(Page text begins)

Medicine Lake National Wildlife Refuge
Photo courtesy: Donnie Sexton
Sunrise
In the early days, a cattle outfit driving across the treeless prairie met a couple of riders coming from the other direction. They asked if there was any place around where they found find water and firewood for a campsite. The cattlemen were told to keep going ahead for a mile or two and they would find "plenty wood" as there was a growth of small timber along the bank of a creek at the point where the town now stands.(from Cheney's Names on the Face of Montana, Mountain Press Publishing Company)
At the site of present-day Plentywood, Sitting Bull and his Sioux people surrendered to the U.S. Army after living in Canada for five years. The Outlaw Trail crossed into Canada north of Plentywood. Rustlers moved their stolen cattle and horses along this passage across the border. Butch Cassidy named the trail and established a rest station in the Big Muddy Valley, west of Plentywood. At the turn of the century, the gulches around Plentywood harbored every manner of outlaw. This area was the Old West legend.
After 1910, homesteaders began claiming the territory and things calmed down. Historical accounts are available in promotional pieces in Scobey and Plentywood, and local libraries can assist you. The Sheridan County Museum was completed in 1968 to capture and preserve some of the historical flavor. fashions and fixtures of Sheridan County's early days. And in conjunction with the Sheridan County Museum and Civic Center completed in 1983, Sheridan County has provided a wonderful and entertaining look into the past.
Thirty-one miles south of Plentywood lies the picturesque Brush Lake State Park. It is a deep, clear lake with white, sandy beaches surrounded by grass fields and linear stands of spring wheat. A little further south of Plentywood is the Medicine Lake National Wildlife Refuge where thousands of migrating waterfowl make their summer home.

(Page text ends)
(Information supplied begins)

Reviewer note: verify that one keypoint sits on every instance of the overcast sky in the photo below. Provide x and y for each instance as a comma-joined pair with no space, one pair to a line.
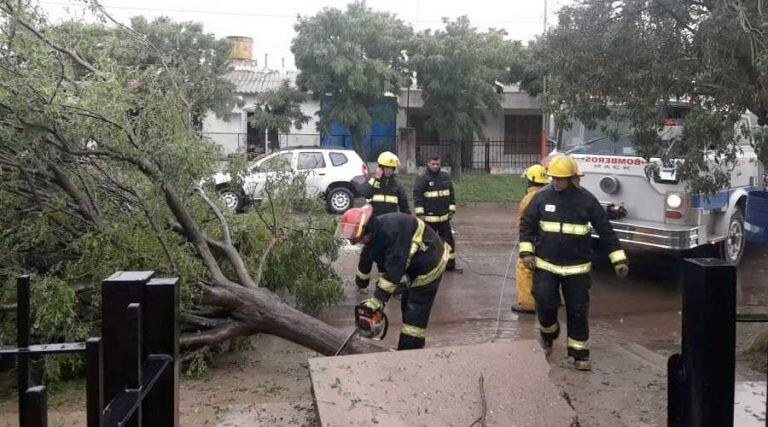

(Information supplied ends)

[Task list]
**a)** Do these statements agree with the text about Plentywood? For each, answer yes or no and quote the words from the text that decide it.
(i) Sitting Bull and his Sioux people surrendered after living in Canada for five years.
(ii) Butch Cassidy set up a rest station east of Plentywood.
(iii) Brush Lake State Park is thirty-one miles south of Plentywood.
**b)** In the text about Plentywood, put this sentence into Spanish: "Rustlers moved their stolen cattle and horses along this passage across the border."

[Responses by task]
**a)**
(i) Yes: "Sitting Bull and his Sioux people surrendered to the U.S. Army after living in Canada for five years."
(ii) No: "established a rest station in the Big Muddy Valley, west of Plentywood."
(iii) Yes: "Thirty-one miles south of Plentywood lies the picturesque Brush Lake State Park."

**b)** Los cuatreros trasladaban su ganado y sus caballos robados por este paso a través de la frontera.